Tasks to perform:
#1 From the blog entry below about the elderly neighbor, list each saying the writer places in quotation marks, excluding the television show title.
#2 Carry on the blog entry below about the neighbor, Mrs Parrot, picking up right after its final sentence.

Document segment:
Sunday, 28 September 2008

Hit the road, Zim.

I do miss the mango tree.


‘Desperate times call for desperate measures.’ Not always but quite often.

‘Needs must when the devil drives.’ One of my all time favourites.

And, as a friend often says, ‘When between a rock and a hard place, get a pillow.’

What else could I think when my next door neighbour, the 92 year old Widow Parrot, called to me from her living room window, yet again? This last time, she asked me to trim my lillipilly because it was blocking her view down the street. The street has no view and in any case, that is what 'The Bold and the Beautiful' is for.

For five years I'd been a virtual prisoner in my own front garden. Whenever I ventured out to weed or prune, Mrs Parrot would appear and regale me with tales of her weekly physiotherapy visits and specialist appointments. Did I know of such and such a surgeon? Was co-enzyme Q 10 better than vitamin E? Could her mower man do anything about his gammy left shoulder? What did I think of the Courier Mail’s latest report on flesh eating viruses?

[Stored data]
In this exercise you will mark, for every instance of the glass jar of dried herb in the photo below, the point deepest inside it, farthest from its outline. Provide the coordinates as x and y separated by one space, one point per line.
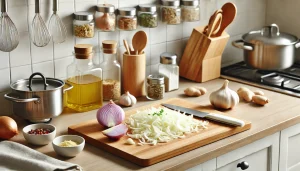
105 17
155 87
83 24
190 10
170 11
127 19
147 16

...

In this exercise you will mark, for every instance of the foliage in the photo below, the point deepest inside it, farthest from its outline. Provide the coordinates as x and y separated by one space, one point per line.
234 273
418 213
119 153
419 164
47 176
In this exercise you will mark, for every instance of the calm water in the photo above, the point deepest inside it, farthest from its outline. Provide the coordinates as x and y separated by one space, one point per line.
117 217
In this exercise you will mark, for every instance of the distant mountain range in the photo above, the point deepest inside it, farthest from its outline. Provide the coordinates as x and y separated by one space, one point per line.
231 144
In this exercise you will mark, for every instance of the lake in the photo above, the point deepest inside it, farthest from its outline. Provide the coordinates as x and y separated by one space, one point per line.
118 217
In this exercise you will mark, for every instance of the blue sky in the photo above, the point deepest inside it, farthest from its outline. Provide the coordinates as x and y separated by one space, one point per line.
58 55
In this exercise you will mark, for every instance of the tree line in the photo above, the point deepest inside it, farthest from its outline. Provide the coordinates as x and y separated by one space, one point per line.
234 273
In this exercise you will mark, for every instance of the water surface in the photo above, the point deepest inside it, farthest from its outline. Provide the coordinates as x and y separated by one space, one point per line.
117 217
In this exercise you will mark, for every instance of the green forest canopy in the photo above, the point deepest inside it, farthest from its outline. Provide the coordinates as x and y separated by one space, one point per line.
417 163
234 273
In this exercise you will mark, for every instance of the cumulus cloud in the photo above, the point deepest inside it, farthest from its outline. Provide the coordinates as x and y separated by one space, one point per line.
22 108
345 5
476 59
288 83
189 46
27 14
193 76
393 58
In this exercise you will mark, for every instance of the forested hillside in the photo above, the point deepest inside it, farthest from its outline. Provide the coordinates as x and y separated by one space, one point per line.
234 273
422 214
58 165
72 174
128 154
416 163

Expected outputs:
#1
'Desperate times call for desperate measures.'
'Needs must when the devil drives.'
'When between a rock and a hard place, get a pillow.'

#2
I did try to handle this with all due deference to Mrs Parrot’s lonely, elderly, widowed, arthritic status. In the meantime, my thistles were growing into a jungle and whole families of tigers were moving in.

To be fair, it wasn’t just Mrs Parrot and her sticky-beaking that was the problem. The house itself was a 1952 post war nana-house with a red brick base, fibro-cement (read ‘asbestos’) upper and galvanised iron roof. It was the architectural equivalent of gusseted support hose. A tiled rumpus area had been added at the back in about 1982. According to Mrs Parrot, the addition was poorly built because the builder’s relationship with the owner’s wife had ended badly.

True enough, the rumpus was a problem. Whenever a summer storm dashed in from the south west, rainwater would run off the sun-baked yard, under the skirting board and onto the tiled floor. This was despite the previous owner’s attempts to fix the problem with a large drain. I asked Otto D'Plumber to come. Otto had been a few times before so I knew him reasonably well. Yes, he could redirect the downpipe at the outside corner and realign the drain.

The cost was listening to his long and detailed thoughts of an overseas holiday. Otto’s mother had recently secured her release from a pair of grossly emphysaematous lungs and in going aloft, had left him a modest inheritance. Would a short trip to New Zealand allow him to also buy a semi-renovated MG? I’m never sure why people expect a lowly zimble to know the answers to such questions yet they always seem to ask.

With the drain fixed, it was time to move.

Why did I move there in the first place? Well, that, I think, was too zimbly for words.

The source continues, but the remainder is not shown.